··· Data shown
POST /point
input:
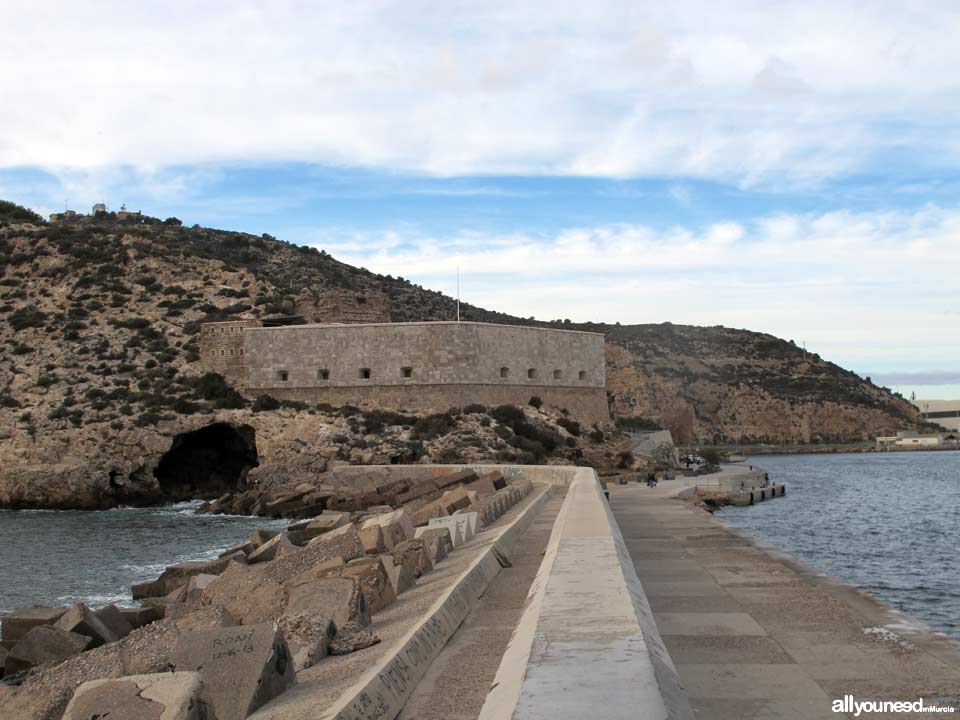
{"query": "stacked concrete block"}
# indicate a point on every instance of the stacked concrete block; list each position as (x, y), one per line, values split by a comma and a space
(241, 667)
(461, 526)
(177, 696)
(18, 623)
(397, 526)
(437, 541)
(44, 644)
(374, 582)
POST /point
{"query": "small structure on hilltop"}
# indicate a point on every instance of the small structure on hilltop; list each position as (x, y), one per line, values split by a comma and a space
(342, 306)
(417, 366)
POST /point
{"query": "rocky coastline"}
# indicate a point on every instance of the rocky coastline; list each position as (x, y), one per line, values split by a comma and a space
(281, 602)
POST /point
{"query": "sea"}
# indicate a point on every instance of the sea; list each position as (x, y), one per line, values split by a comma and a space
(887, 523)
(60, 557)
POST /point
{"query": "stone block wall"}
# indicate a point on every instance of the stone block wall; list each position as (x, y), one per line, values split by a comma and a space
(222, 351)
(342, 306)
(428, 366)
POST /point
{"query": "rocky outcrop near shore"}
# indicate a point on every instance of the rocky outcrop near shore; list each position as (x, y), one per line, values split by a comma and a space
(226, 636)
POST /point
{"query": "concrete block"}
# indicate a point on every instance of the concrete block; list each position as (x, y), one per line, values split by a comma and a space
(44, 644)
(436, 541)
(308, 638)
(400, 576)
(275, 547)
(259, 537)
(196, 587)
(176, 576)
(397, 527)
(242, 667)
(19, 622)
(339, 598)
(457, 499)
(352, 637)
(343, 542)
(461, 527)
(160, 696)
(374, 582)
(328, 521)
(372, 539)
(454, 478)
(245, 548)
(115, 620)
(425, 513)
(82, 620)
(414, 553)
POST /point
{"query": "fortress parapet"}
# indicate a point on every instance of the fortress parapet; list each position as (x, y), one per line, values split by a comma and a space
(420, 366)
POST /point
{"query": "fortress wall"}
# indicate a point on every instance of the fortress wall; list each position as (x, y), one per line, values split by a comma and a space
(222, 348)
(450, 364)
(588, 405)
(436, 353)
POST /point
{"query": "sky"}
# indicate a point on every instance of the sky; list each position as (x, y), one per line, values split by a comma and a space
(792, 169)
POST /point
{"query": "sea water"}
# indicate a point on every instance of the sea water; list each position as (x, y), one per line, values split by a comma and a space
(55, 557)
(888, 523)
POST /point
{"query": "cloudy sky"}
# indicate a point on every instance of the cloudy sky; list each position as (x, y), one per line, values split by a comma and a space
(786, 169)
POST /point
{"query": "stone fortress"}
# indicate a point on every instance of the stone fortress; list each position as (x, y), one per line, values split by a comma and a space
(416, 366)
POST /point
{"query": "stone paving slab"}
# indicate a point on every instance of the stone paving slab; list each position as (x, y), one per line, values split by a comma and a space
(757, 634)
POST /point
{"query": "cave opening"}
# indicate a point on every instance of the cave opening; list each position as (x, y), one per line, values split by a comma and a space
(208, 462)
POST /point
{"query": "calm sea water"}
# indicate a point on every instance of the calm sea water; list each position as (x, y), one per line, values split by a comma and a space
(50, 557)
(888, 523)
······
Aim
Every entry must be written out exactly, with all pictures left out.

Final answer
POST /point
input:
{"query": "stacked concrete block"}
# indicate a point on every instance of the stacked concrete block; list each position as (x, y), one per line, values split by a comma and a space
(241, 667)
(461, 526)
(177, 696)
(18, 623)
(397, 526)
(437, 541)
(44, 644)
(374, 582)
POST /point
{"query": "small structure on hilltop"}
# indicate a point on every instance of the small structure on hilltop; list each position as (x, y), one per line, values split by a comma and a space
(342, 306)
(417, 366)
POST /point
{"query": "rocky coastline"}
# indicate a point on every instance of the rocky coastline; list each position as (x, y), one per line, values split by a comma and a space
(281, 602)
POST /point
{"query": "sea"}
# indicate a point on every instance of the sea; list each position as (x, y), one per line, values split by a comma and a space
(887, 523)
(60, 557)
POST /point
{"query": "stone block wall"}
# indicate a point on every instance of the stone block wall; list each position as (x, y), one per line, values split by a comma and a space
(222, 351)
(342, 306)
(428, 366)
POST /point
{"query": "rocky outcrop near shore"}
# indicate a point on every instance of the rocky outcrop near shore; list each position as (x, y), one per line, values split by a comma and a space
(226, 636)
POST /point
{"query": "concrete block"}
# indicate a point on every instance of the concrete block; list each position as (x, y), one per line, values split by a comma and a space
(44, 644)
(436, 541)
(308, 638)
(400, 576)
(275, 547)
(259, 537)
(196, 587)
(176, 576)
(397, 527)
(242, 667)
(19, 622)
(339, 598)
(457, 499)
(352, 637)
(343, 542)
(461, 527)
(160, 696)
(374, 582)
(328, 521)
(372, 539)
(454, 478)
(245, 548)
(115, 620)
(425, 513)
(82, 620)
(414, 553)
POST /point
{"query": "fortress parapet"}
# indicate a point on every instance of the fortress parapet; list each position as (x, y), one per line, values split by a comma and a space
(420, 366)
POST /point
{"query": "fortress wall"}
# indicate a point on every instance of the fortress wall; list each position as (x, y), one per line, values split by a comma and a space
(222, 348)
(450, 364)
(588, 405)
(436, 353)
POST /point
{"query": "sky"}
# indicate a point on every instance of the sky; list each position as (x, y), one per line, values split by a comma and a space
(792, 169)
POST /point
{"query": "sea water"}
# indicate a point on every instance of the sea water; list each position as (x, y), one per line, values split by a comma and a space
(55, 557)
(888, 523)
POST /point
{"query": "cloudy sky"}
# indicate a point on every instance of the cloudy sky; list each position as (x, y), one per line, values split by a comma and a space
(786, 169)
POST /point
{"query": "stone fortress"}
# indicate a point on every instance of the stone fortress; list each position as (x, y), one per line, values split by a comma and a space
(416, 366)
POST /point
{"query": "stone paving slab"}
# indicate a point on every instance of the stone paving slab; list each position as (x, y), one per line, values split by a comma and a space
(757, 634)
POST /point
{"query": "cave opening"}
# indicate a point on every instance of the cave opening; list each position as (x, y), one per line, values split by a comma and a space
(208, 462)
POST /point
{"query": "calm sea water"}
# indicate a point on every instance of the calm sea water; list each position as (x, y), one per line, values split by a comma and a space
(50, 557)
(888, 523)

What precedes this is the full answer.